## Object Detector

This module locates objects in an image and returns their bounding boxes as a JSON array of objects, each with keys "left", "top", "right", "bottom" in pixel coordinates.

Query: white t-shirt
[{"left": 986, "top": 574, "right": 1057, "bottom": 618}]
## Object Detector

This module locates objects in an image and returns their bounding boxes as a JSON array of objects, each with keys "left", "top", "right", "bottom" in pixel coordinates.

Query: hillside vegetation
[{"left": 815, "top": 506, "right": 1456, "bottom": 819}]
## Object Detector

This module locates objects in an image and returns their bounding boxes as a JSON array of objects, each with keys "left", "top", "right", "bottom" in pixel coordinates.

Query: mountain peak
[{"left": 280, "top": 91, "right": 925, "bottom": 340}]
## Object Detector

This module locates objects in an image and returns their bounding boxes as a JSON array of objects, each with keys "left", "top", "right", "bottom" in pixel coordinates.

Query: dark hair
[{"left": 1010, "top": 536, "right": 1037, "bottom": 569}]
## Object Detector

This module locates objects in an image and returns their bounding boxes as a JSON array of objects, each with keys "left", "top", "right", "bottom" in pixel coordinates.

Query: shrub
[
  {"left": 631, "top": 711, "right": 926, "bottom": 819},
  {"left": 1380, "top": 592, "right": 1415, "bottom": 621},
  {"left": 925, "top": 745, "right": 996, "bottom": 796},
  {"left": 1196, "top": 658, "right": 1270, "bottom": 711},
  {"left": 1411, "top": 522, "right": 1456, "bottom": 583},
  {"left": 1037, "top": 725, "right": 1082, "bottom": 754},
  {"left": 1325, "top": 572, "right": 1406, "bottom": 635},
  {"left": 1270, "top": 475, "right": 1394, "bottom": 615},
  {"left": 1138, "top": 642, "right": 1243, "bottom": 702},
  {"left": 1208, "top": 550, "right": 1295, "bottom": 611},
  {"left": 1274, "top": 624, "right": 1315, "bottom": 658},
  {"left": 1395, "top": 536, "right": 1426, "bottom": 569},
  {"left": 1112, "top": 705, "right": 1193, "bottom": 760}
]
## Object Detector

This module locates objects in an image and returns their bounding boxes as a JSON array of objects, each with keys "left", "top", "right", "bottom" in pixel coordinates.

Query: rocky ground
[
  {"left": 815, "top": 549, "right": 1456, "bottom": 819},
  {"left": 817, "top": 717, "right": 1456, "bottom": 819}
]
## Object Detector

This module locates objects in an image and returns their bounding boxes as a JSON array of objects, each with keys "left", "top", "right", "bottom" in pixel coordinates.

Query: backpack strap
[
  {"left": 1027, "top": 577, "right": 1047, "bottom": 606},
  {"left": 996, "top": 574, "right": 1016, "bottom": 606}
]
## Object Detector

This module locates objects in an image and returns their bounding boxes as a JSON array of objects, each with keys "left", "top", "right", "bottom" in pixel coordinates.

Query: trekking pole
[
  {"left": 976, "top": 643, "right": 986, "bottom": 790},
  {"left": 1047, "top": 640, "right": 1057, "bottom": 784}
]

• • • •

Exercise: Show each line in the records above that contains the string "Query", matching case exactly.

Written reply:
Query: white t-shirt
Query: hillside vegetation
Query: mountain peak
Query: dark hair
Query: shrub
Query: rocky ground
Query: backpack strap
Query: trekking pole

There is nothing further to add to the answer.